[Excerpt from a dataset]
#####

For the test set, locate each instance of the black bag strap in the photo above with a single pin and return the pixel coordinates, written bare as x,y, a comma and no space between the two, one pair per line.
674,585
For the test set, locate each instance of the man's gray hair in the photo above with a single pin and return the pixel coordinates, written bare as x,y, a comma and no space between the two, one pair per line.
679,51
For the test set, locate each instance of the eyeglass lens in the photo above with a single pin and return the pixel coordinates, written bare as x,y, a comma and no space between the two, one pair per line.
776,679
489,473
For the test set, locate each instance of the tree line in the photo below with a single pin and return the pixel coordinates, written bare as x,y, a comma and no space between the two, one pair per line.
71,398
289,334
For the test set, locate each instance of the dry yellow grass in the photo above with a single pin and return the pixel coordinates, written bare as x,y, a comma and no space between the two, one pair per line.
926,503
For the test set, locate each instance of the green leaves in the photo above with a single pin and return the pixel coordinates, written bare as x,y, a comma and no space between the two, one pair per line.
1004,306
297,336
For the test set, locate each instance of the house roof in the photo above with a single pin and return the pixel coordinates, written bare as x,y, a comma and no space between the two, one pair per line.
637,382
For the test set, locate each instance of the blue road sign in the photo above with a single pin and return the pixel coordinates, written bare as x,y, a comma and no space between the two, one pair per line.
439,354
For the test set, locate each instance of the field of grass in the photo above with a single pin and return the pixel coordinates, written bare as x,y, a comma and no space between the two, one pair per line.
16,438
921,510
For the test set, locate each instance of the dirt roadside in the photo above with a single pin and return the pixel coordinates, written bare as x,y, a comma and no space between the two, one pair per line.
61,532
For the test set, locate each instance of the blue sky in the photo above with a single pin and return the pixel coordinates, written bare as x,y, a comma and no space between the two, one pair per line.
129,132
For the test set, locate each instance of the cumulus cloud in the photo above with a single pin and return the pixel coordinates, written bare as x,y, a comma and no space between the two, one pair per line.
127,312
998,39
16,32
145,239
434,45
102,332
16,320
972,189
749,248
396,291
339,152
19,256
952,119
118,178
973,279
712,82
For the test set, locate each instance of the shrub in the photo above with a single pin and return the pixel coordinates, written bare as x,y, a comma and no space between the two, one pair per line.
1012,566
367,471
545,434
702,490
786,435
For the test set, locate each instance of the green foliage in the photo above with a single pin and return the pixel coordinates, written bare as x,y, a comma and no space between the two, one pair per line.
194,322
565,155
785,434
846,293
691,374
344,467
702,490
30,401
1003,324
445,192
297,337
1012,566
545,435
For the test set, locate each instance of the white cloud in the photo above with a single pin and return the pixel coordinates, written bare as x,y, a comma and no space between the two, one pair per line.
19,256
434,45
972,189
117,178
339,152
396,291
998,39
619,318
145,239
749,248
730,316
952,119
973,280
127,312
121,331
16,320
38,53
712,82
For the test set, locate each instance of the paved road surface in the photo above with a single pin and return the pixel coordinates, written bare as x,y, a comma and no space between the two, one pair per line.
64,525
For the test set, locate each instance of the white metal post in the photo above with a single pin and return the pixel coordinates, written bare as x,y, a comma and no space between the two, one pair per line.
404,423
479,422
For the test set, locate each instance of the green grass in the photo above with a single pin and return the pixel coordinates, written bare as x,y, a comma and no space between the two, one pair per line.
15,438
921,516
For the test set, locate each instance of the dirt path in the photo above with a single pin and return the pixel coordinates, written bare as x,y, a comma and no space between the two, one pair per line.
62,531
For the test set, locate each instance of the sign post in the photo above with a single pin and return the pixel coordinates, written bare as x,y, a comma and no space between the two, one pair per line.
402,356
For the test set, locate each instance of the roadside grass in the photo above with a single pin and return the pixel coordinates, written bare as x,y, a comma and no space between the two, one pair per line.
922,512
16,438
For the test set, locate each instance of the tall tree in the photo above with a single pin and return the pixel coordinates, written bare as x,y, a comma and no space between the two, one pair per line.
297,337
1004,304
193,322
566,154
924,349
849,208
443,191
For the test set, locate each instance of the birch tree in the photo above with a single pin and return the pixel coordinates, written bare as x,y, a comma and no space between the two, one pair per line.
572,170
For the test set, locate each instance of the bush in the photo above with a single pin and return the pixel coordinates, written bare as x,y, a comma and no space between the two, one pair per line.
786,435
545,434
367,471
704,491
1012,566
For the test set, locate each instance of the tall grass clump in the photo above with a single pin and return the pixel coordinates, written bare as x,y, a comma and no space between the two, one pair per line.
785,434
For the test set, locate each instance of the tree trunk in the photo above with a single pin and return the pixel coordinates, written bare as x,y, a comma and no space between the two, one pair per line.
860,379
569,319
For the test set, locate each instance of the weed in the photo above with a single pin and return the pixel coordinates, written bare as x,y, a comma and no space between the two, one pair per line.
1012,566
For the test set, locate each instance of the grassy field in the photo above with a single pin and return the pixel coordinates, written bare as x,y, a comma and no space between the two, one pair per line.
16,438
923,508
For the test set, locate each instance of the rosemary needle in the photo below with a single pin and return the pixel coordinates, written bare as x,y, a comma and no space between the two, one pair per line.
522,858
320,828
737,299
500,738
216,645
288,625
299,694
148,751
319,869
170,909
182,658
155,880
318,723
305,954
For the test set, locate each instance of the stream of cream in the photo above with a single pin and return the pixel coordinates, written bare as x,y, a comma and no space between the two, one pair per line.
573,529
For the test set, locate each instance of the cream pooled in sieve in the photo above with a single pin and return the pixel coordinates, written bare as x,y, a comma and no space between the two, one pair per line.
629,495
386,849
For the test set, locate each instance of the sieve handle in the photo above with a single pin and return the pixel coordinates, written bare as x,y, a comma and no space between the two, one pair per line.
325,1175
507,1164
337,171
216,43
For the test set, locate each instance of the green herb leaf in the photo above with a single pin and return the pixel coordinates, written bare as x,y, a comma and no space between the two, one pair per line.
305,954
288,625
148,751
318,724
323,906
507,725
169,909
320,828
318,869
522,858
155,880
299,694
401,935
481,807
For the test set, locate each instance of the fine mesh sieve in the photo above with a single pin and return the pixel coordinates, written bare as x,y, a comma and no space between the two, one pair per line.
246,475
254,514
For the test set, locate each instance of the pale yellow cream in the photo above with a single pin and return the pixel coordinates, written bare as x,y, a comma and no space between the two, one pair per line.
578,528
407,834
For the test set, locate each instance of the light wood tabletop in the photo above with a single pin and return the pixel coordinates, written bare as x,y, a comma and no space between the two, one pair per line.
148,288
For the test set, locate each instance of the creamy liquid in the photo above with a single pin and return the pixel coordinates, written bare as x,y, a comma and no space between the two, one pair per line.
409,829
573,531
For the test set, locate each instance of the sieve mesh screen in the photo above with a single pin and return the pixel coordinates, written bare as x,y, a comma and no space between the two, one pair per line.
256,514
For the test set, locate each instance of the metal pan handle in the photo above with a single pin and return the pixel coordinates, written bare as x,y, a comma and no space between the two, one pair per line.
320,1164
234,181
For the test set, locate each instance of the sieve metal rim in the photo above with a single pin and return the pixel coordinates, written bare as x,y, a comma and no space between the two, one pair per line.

#####

WHAT THE TASK REQUIRES –
Reproduce the records from the line holding "For the test set, locate each instance of the light" through the end of the records, inclusive, with the requests kept as they are. Shift every coordinate in the answers by -67.

FINAL ANSWER –
For the test set, locate each instance of the light wood tabletop in the photo above with a single pin and return the pixel coordinates, written bare as x,y, a comma and no space between the two, one pair per line.
81,221
For the test set, locate each instance of the creamy liquid in the photo above with a single pin and return the pixel coordinates, written bare as x,y, a comma and no space between the two, one pair per line.
342,762
506,464
For the test set, locate each instance of the sieve mesh screen in the photo above with a single pin and return the pixel coordinates, written bare as x,y, a comma and no space between the two, one pair per line.
189,447
For the test set, locate each instance of the metal pan handle in the photo above with a single pin and return the pixel coordinates, written bare as x,y, a comma and no space between the two, one pair per line.
253,1097
167,114
For the test set, locate each instance of the sieve metal rim in the photo above with a single pin and return the pixel coordinates, written bare as x,y, a comma and no space between the two, one pair per line.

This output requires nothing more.